=== EXCERPTED TEXT ===
PEEK INTO THE PAST: Burnley’s Saville Row of the 1800s

Peak INot The Past
Peak INot The Past

This week, through the kindness of Mr Brendan Salmon of Barlow’s, the herbalists in Standish Street, we have a splendid photo of Old Burnley to examine.

Though this picture will have been taken about 120 years ago, many of the more senior readers will know exactly where the photographer was when he was at work. For those of you who don’t, we are in Burnley centre at the bottom of Manchester Road and looking down St James’s Street towards Westgate.

As you can see, the photo was published as a postcard but there are no details, on the image itself, of when taken, posted or by whom. However, with regard to the former there is a clue in the picture which will help us date the photo. Notice the name J. Hepworth & Son Ltd, high up on the building just off the centre of the upper part of the picture. Hepworth’s were men’s tailors and outfitters and they first appear at 69 St James’s Street, Burnley, in 1890.

=== SUPPLIED RECORDS ===
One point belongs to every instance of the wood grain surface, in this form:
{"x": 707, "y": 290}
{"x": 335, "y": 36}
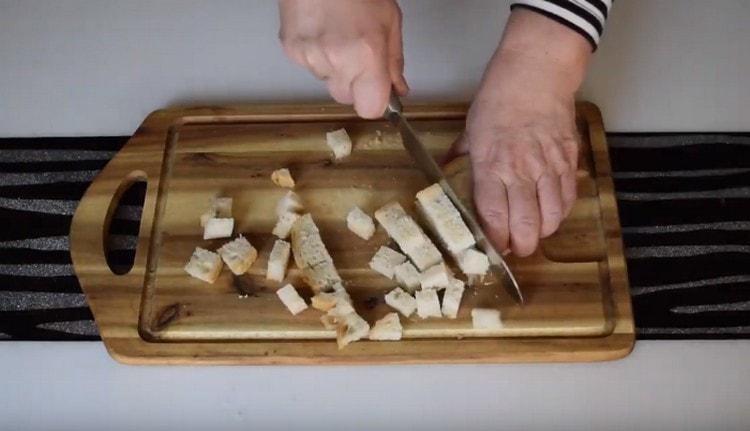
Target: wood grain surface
{"x": 577, "y": 308}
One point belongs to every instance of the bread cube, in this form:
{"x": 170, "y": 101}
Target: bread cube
{"x": 385, "y": 260}
{"x": 204, "y": 265}
{"x": 473, "y": 262}
{"x": 282, "y": 178}
{"x": 387, "y": 329}
{"x": 435, "y": 277}
{"x": 291, "y": 299}
{"x": 428, "y": 303}
{"x": 340, "y": 143}
{"x": 278, "y": 261}
{"x": 407, "y": 276}
{"x": 238, "y": 255}
{"x": 360, "y": 223}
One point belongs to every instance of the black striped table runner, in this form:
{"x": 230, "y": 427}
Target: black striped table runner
{"x": 684, "y": 203}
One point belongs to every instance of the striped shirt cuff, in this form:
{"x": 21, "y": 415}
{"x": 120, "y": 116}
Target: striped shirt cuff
{"x": 587, "y": 17}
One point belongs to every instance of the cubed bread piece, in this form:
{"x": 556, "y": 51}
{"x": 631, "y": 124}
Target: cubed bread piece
{"x": 452, "y": 298}
{"x": 401, "y": 301}
{"x": 282, "y": 178}
{"x": 407, "y": 276}
{"x": 289, "y": 203}
{"x": 219, "y": 208}
{"x": 291, "y": 299}
{"x": 321, "y": 277}
{"x": 340, "y": 143}
{"x": 425, "y": 256}
{"x": 360, "y": 223}
{"x": 385, "y": 260}
{"x": 473, "y": 262}
{"x": 278, "y": 261}
{"x": 387, "y": 329}
{"x": 444, "y": 218}
{"x": 435, "y": 277}
{"x": 350, "y": 328}
{"x": 486, "y": 318}
{"x": 400, "y": 226}
{"x": 284, "y": 225}
{"x": 238, "y": 254}
{"x": 204, "y": 265}
{"x": 428, "y": 304}
{"x": 218, "y": 228}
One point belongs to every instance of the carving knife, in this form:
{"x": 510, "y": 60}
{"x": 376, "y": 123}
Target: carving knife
{"x": 434, "y": 174}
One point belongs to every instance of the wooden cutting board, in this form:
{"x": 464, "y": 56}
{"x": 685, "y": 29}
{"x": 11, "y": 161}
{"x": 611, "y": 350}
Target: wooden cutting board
{"x": 578, "y": 307}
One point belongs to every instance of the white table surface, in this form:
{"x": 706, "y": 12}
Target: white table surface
{"x": 83, "y": 67}
{"x": 686, "y": 385}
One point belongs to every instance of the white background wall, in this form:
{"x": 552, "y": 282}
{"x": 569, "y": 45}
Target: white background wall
{"x": 97, "y": 67}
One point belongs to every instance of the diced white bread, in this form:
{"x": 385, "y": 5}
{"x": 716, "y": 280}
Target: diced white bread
{"x": 385, "y": 260}
{"x": 400, "y": 226}
{"x": 401, "y": 301}
{"x": 444, "y": 218}
{"x": 321, "y": 277}
{"x": 218, "y": 228}
{"x": 407, "y": 276}
{"x": 238, "y": 254}
{"x": 435, "y": 277}
{"x": 351, "y": 327}
{"x": 325, "y": 301}
{"x": 473, "y": 262}
{"x": 309, "y": 250}
{"x": 219, "y": 208}
{"x": 428, "y": 304}
{"x": 452, "y": 298}
{"x": 284, "y": 225}
{"x": 291, "y": 299}
{"x": 204, "y": 265}
{"x": 425, "y": 256}
{"x": 278, "y": 260}
{"x": 282, "y": 178}
{"x": 387, "y": 329}
{"x": 360, "y": 223}
{"x": 408, "y": 235}
{"x": 486, "y": 318}
{"x": 289, "y": 203}
{"x": 328, "y": 321}
{"x": 339, "y": 142}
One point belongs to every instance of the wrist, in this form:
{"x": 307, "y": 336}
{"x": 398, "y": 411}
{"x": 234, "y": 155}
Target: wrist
{"x": 538, "y": 49}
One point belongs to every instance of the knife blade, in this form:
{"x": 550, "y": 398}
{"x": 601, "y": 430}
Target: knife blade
{"x": 434, "y": 174}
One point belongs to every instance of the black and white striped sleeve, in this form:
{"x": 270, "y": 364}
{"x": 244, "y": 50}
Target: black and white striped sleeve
{"x": 586, "y": 17}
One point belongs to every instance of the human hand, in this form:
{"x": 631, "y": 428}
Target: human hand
{"x": 521, "y": 133}
{"x": 352, "y": 45}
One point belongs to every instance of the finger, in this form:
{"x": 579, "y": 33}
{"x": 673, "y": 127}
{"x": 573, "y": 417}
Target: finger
{"x": 491, "y": 199}
{"x": 523, "y": 208}
{"x": 317, "y": 62}
{"x": 396, "y": 58}
{"x": 340, "y": 89}
{"x": 555, "y": 156}
{"x": 371, "y": 89}
{"x": 550, "y": 203}
{"x": 568, "y": 191}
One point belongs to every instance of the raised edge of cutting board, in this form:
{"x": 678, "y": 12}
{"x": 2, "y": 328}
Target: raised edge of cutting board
{"x": 116, "y": 299}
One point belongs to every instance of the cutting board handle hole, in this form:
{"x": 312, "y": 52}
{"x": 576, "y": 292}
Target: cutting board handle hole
{"x": 123, "y": 223}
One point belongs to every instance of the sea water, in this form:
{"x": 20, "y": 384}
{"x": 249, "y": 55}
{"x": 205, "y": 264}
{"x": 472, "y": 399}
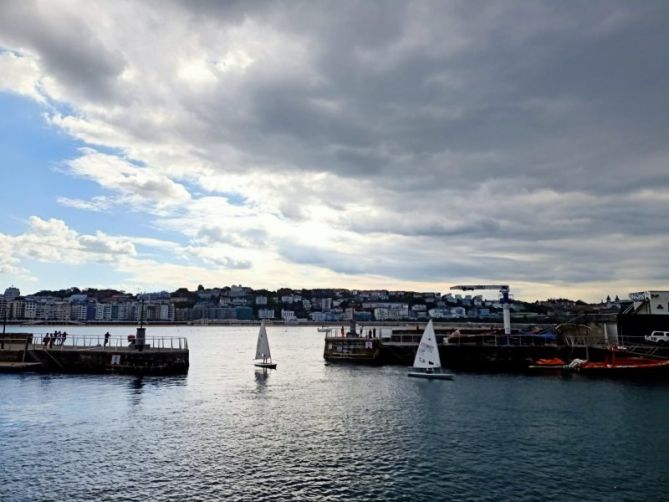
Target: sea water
{"x": 315, "y": 431}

=== REQUIREMENTS ===
1) Which place names in the Burnley photo article contain the word "Street" or "Road"?
2) Extract every line of the records that contains the string "board".

=== REPLIES ===
1) Standish Street, Manchester Road, St James's Street

2)
One point belongs to every instance of the wooden cutting board, in this form:
Target: wooden cutting board
One point belongs to every instance of the raised edge of cutting board, in this form:
Target: raised edge of cutting board
One point belongs to every instance of the cutting board handle hole, in this form:
Target: cutting board handle hole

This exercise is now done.